Gather the lines from the material that contain "with".

····················

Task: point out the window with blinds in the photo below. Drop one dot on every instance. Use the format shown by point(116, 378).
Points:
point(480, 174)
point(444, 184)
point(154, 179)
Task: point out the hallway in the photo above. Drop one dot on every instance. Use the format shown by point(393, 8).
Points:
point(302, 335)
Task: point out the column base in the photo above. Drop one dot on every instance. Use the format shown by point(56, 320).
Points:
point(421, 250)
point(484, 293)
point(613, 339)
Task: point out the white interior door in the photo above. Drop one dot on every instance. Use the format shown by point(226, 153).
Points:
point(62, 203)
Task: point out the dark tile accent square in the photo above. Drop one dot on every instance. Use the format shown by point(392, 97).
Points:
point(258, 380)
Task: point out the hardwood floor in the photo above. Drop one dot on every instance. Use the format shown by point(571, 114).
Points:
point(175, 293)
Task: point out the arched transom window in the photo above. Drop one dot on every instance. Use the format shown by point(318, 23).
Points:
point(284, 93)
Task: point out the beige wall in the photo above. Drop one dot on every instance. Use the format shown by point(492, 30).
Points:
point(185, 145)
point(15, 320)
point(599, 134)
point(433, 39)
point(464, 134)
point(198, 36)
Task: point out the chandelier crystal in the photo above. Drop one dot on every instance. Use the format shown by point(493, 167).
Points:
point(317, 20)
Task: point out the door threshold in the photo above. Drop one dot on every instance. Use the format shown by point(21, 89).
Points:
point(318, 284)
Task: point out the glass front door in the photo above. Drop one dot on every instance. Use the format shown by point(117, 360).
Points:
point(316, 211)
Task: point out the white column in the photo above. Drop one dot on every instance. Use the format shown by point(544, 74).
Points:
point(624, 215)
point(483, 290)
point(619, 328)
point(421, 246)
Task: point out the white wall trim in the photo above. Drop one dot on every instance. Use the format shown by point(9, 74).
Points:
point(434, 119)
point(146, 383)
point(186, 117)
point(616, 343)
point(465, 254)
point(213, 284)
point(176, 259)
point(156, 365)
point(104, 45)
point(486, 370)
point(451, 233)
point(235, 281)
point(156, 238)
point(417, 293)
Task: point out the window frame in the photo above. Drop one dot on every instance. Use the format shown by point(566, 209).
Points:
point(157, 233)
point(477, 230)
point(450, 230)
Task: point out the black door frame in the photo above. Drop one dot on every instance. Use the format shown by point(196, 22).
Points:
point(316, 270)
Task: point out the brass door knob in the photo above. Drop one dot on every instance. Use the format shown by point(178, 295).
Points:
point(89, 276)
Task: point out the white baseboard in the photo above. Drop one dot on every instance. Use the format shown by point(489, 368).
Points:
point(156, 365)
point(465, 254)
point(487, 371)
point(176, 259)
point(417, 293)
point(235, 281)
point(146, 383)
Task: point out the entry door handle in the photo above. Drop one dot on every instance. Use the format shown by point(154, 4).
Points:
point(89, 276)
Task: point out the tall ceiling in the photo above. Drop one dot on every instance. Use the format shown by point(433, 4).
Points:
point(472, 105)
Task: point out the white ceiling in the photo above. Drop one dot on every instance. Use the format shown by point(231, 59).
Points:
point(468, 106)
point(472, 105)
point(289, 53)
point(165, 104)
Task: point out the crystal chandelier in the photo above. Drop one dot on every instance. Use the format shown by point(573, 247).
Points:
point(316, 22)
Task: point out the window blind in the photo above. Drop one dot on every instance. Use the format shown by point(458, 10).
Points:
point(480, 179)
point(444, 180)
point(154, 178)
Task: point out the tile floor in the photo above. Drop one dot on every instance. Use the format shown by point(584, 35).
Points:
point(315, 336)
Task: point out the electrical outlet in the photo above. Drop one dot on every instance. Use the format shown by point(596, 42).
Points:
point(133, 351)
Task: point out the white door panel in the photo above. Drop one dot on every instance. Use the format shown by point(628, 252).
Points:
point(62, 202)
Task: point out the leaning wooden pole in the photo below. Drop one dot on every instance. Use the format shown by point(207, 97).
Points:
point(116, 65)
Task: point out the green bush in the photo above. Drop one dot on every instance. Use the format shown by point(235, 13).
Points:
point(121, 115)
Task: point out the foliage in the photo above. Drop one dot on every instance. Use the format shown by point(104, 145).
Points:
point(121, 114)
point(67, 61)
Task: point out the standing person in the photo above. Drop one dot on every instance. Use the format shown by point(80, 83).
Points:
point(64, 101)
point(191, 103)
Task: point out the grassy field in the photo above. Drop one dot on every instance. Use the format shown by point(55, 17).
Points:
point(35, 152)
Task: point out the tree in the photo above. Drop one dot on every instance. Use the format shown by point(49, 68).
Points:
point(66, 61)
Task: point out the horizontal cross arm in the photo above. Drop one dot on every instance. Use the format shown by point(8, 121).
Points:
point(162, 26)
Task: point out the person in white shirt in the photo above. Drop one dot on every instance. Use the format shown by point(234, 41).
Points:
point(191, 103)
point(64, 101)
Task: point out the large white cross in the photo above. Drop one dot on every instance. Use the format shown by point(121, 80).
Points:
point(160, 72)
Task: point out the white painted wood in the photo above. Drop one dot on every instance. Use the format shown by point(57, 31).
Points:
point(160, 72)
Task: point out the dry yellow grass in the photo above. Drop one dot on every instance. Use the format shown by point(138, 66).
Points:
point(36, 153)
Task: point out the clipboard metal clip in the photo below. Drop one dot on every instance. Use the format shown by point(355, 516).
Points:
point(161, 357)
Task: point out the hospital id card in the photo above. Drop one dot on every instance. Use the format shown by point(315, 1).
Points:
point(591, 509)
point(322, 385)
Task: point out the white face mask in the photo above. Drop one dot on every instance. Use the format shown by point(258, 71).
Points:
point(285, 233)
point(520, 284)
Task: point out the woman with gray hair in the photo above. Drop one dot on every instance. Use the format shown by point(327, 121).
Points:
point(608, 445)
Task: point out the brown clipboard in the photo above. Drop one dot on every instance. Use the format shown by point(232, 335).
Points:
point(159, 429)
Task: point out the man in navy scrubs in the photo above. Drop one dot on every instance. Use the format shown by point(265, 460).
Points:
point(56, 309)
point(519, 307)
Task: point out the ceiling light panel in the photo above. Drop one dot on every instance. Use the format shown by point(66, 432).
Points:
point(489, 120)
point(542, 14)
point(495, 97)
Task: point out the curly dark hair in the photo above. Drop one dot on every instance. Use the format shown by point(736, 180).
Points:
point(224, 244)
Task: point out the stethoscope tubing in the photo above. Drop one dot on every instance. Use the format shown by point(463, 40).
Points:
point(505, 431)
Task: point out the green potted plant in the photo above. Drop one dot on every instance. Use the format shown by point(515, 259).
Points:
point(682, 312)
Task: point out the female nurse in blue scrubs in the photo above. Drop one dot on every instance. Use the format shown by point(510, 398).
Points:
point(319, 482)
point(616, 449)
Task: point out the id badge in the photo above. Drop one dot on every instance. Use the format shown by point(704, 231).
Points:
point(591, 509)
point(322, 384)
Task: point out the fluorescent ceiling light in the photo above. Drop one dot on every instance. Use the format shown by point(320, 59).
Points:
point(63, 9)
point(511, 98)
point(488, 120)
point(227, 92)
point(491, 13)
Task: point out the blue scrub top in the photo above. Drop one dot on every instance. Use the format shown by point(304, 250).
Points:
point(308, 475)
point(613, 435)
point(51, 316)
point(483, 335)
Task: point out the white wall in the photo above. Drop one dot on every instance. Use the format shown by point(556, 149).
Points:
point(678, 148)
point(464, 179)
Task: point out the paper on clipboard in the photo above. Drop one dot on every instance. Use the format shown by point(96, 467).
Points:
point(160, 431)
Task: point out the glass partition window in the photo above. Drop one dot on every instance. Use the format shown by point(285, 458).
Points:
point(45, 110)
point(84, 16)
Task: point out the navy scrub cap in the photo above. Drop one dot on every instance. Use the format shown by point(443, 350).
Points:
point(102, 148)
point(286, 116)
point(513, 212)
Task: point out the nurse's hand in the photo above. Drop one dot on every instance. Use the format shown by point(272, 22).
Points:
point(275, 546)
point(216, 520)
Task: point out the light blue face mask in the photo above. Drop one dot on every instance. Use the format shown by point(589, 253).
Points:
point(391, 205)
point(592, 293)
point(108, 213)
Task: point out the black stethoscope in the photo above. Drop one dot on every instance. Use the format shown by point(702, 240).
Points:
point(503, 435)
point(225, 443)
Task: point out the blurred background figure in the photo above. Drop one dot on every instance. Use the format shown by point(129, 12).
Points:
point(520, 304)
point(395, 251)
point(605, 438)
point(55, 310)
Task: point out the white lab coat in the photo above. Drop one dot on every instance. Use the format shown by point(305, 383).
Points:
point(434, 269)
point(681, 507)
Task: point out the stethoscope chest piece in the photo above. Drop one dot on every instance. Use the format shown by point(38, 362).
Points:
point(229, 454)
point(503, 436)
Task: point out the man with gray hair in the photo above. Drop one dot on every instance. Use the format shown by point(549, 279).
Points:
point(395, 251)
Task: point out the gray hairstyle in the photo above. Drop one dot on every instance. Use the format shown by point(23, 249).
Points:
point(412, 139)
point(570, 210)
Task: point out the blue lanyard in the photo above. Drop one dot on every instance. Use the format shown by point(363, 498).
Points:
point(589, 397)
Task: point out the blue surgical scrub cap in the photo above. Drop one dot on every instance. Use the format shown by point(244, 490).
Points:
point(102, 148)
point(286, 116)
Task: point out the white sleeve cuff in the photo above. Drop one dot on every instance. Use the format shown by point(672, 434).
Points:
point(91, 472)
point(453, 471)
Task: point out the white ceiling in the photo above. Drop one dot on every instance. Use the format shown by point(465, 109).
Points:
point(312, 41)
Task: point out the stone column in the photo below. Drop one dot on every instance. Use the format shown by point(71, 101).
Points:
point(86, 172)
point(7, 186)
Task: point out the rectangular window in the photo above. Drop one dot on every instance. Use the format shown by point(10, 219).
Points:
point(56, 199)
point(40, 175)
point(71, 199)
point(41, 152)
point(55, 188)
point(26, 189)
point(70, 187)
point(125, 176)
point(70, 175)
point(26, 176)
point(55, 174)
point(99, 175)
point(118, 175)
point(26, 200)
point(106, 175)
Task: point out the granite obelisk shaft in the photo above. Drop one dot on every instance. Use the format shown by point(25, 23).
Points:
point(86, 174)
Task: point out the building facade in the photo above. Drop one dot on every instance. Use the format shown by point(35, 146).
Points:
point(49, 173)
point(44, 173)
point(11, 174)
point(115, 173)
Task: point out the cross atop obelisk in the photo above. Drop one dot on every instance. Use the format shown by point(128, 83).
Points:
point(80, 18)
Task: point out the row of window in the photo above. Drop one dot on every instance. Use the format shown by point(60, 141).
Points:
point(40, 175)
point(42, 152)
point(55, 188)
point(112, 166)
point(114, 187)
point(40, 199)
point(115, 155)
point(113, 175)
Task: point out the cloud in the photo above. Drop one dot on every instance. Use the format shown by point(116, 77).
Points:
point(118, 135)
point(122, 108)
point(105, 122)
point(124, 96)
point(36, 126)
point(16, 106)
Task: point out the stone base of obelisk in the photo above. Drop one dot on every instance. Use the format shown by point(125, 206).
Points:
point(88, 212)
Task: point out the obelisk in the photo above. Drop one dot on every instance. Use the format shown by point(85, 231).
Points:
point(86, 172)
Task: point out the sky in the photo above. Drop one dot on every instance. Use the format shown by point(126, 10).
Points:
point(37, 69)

····················

Solution below —
Task: point out the window with blinds in the photo below. Drop one dot on every instance. Use the format shown by point(116, 378).
Task: point out the woman with gray hair in the photo above. Drop one dot on every instance. Use the format shown by point(327, 121).
Task: point out the man with gray hair in the photo above. Drop one dot on every instance. Use the format shown by point(549, 279).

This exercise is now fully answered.